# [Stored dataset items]
---

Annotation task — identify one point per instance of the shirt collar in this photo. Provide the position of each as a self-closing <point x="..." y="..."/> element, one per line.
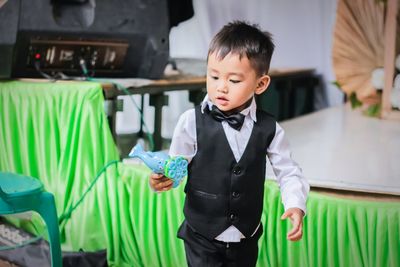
<point x="249" y="111"/>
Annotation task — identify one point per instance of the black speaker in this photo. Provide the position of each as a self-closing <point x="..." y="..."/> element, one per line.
<point x="101" y="38"/>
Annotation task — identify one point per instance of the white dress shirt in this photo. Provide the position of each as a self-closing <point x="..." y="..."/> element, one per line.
<point x="294" y="188"/>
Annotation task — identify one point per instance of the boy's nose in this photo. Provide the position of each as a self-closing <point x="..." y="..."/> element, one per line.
<point x="221" y="87"/>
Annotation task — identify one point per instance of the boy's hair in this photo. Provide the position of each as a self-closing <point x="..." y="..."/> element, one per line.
<point x="239" y="37"/>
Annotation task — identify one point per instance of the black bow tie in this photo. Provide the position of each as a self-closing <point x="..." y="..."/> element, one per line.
<point x="234" y="120"/>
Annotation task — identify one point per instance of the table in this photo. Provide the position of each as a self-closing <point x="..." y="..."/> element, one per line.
<point x="340" y="148"/>
<point x="284" y="82"/>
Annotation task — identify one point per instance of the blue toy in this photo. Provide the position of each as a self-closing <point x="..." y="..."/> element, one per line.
<point x="174" y="168"/>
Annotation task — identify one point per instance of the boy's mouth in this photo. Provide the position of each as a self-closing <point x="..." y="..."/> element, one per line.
<point x="221" y="100"/>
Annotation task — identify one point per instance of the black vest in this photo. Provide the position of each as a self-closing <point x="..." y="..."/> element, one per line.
<point x="220" y="191"/>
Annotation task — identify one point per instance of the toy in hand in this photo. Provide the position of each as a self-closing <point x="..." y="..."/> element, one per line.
<point x="174" y="168"/>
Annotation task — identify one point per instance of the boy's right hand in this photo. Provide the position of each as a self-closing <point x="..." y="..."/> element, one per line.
<point x="159" y="182"/>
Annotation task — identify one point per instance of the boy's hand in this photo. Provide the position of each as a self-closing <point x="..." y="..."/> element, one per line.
<point x="296" y="217"/>
<point x="159" y="182"/>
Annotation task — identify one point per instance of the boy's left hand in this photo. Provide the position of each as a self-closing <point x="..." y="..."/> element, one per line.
<point x="296" y="217"/>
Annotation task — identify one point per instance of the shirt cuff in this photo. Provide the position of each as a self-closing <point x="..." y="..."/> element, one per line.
<point x="296" y="204"/>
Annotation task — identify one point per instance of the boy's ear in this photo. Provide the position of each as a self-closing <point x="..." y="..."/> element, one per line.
<point x="262" y="84"/>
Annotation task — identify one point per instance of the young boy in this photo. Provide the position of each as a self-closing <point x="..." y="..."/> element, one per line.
<point x="226" y="140"/>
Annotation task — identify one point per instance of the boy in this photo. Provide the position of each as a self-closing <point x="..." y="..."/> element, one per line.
<point x="226" y="140"/>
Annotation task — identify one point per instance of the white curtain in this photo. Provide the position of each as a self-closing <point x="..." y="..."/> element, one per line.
<point x="302" y="30"/>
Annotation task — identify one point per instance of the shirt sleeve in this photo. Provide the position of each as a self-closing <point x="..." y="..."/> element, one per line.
<point x="294" y="187"/>
<point x="184" y="138"/>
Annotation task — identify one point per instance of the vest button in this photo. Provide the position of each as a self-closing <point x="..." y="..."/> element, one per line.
<point x="237" y="170"/>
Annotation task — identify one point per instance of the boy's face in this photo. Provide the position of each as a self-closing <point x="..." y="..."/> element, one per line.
<point x="232" y="81"/>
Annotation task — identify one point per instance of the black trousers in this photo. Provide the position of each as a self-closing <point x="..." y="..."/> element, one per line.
<point x="203" y="252"/>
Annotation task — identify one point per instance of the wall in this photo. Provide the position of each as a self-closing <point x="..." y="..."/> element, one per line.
<point x="302" y="30"/>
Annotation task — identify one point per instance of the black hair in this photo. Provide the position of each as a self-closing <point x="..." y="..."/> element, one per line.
<point x="244" y="39"/>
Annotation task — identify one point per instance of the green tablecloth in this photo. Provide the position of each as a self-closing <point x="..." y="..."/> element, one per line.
<point x="58" y="132"/>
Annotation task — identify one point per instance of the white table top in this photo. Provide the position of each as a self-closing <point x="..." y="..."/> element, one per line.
<point x="342" y="149"/>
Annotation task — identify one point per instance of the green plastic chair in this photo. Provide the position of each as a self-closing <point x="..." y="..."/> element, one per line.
<point x="20" y="193"/>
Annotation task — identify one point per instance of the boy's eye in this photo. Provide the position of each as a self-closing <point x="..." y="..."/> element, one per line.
<point x="234" y="81"/>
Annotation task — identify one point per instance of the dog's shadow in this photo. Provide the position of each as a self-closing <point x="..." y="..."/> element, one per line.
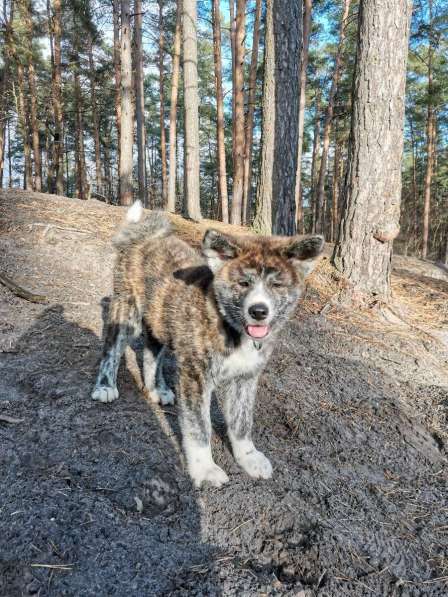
<point x="99" y="488"/>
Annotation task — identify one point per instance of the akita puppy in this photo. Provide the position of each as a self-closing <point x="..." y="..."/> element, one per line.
<point x="219" y="311"/>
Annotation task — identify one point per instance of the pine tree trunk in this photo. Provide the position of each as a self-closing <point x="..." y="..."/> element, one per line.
<point x="140" y="104"/>
<point x="314" y="161"/>
<point x="162" y="105"/>
<point x="221" y="150"/>
<point x="232" y="51"/>
<point x="81" y="182"/>
<point x="288" y="36"/>
<point x="430" y="142"/>
<point x="171" y="202"/>
<point x="95" y="119"/>
<point x="250" y="115"/>
<point x="117" y="70"/>
<point x="127" y="124"/>
<point x="263" y="209"/>
<point x="238" y="157"/>
<point x="57" y="160"/>
<point x="24" y="6"/>
<point x="329" y="119"/>
<point x="191" y="101"/>
<point x="372" y="189"/>
<point x="307" y="5"/>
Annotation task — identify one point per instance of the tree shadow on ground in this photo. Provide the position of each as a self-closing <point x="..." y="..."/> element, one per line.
<point x="96" y="500"/>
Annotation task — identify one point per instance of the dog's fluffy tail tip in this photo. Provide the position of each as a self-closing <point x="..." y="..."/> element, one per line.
<point x="135" y="212"/>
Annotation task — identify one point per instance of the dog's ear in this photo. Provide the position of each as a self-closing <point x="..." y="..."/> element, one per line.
<point x="304" y="252"/>
<point x="218" y="247"/>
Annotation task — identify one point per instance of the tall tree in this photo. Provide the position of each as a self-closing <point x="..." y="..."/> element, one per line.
<point x="56" y="97"/>
<point x="140" y="102"/>
<point x="329" y="119"/>
<point x="372" y="189"/>
<point x="250" y="114"/>
<point x="95" y="117"/>
<point x="288" y="36"/>
<point x="191" y="102"/>
<point x="116" y="7"/>
<point x="171" y="200"/>
<point x="220" y="124"/>
<point x="307" y="6"/>
<point x="263" y="208"/>
<point x="239" y="138"/>
<point x="162" y="104"/>
<point x="25" y="13"/>
<point x="430" y="135"/>
<point x="127" y="119"/>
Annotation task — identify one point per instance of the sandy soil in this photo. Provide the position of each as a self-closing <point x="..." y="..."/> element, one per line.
<point x="95" y="499"/>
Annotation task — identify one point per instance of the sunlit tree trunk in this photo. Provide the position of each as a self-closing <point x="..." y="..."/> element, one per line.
<point x="238" y="157"/>
<point x="372" y="189"/>
<point x="320" y="224"/>
<point x="307" y="6"/>
<point x="127" y="120"/>
<point x="191" y="101"/>
<point x="140" y="103"/>
<point x="171" y="201"/>
<point x="250" y="114"/>
<point x="221" y="150"/>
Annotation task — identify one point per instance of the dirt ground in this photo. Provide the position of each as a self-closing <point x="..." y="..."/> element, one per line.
<point x="94" y="499"/>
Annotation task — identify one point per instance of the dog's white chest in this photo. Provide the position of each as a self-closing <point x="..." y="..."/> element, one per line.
<point x="243" y="361"/>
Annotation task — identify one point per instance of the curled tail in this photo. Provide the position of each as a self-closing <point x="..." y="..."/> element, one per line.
<point x="138" y="227"/>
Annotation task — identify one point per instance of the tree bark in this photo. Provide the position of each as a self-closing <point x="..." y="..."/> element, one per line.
<point x="117" y="70"/>
<point x="238" y="156"/>
<point x="221" y="150"/>
<point x="162" y="105"/>
<point x="127" y="124"/>
<point x="307" y="5"/>
<point x="250" y="115"/>
<point x="430" y="141"/>
<point x="263" y="209"/>
<point x="329" y="119"/>
<point x="171" y="201"/>
<point x="314" y="160"/>
<point x="95" y="119"/>
<point x="288" y="36"/>
<point x="372" y="189"/>
<point x="56" y="96"/>
<point x="191" y="101"/>
<point x="140" y="104"/>
<point x="26" y="16"/>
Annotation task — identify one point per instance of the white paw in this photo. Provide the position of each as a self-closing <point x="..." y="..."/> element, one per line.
<point x="210" y="473"/>
<point x="166" y="396"/>
<point x="256" y="464"/>
<point x="105" y="394"/>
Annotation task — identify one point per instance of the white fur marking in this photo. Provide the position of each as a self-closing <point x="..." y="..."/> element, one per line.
<point x="135" y="212"/>
<point x="242" y="361"/>
<point x="250" y="459"/>
<point x="201" y="467"/>
<point x="105" y="394"/>
<point x="258" y="294"/>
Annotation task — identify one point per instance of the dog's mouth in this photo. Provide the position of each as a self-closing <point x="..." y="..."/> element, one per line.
<point x="257" y="331"/>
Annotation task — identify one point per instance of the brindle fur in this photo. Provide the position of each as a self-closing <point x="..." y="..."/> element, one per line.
<point x="195" y="305"/>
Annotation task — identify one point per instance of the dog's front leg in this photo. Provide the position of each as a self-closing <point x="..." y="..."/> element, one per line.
<point x="238" y="409"/>
<point x="195" y="422"/>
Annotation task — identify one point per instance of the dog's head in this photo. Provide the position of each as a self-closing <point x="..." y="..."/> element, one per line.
<point x="258" y="280"/>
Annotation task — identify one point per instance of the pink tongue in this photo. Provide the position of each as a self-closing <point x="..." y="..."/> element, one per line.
<point x="257" y="331"/>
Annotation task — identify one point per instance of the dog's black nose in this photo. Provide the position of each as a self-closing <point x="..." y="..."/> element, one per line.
<point x="259" y="311"/>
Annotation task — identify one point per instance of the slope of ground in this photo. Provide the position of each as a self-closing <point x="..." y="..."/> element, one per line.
<point x="352" y="411"/>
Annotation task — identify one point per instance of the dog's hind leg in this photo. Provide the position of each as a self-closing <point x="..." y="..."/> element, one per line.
<point x="124" y="323"/>
<point x="155" y="383"/>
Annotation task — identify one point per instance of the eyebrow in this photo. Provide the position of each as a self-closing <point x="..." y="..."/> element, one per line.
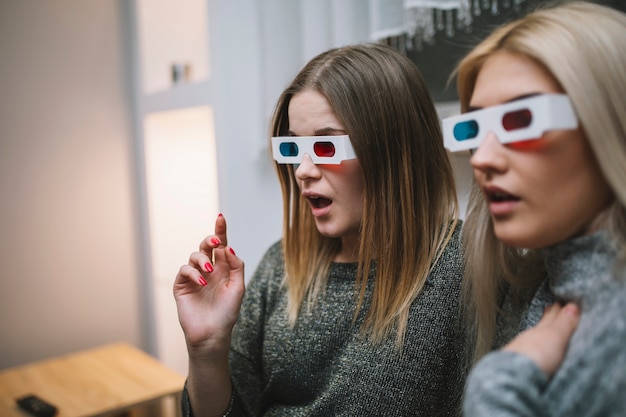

---

Identify every line in the items above that contains the word "nose" and reproduce each such line in full. Treat the match as case-sensitive.

# [RESULT OF THIS EXERCISE]
Annotation task — identify one point per instance of the boy's nose in this photo. Provide the position of each as a self-closing <point x="..." y="..."/> element, one per line.
Annotation task — identify one point per instance of the dog's black nose in this photo. Provide the position of each as a self-closing <point x="..." y="..."/> element, one per line.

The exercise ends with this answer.